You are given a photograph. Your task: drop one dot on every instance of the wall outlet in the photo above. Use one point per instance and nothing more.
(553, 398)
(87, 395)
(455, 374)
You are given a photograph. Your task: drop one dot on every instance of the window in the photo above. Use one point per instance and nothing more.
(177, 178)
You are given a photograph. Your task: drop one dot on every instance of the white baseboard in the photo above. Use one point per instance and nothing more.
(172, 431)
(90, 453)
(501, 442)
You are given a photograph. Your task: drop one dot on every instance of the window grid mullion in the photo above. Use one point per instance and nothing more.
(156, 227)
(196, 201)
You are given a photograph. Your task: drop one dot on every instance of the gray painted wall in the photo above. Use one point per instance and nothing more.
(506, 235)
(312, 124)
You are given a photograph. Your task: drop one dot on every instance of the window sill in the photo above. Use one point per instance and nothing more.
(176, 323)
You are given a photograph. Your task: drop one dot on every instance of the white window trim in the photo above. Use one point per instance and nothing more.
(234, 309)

************

- Short exercise
Convert the lines from the one containing "the window sill" through the end of the rows above, inclusive, into a Markdown table with the columns Number and Line. Number each line in order and leave out any blank lines.

- Worked solution
| Number | Line |
|---|---|
| 1 | You are given a photograph. Your task: drop one dot on every instance of the window sill in the photo above. Use one point per instance and nothing more. |
| 2 | (176, 323) |
| 3 | You are given a photograph. Your task: drop one dot on every instance of the white window trim in the photo above. Use one point per instance and nothing more. |
| 4 | (234, 309) |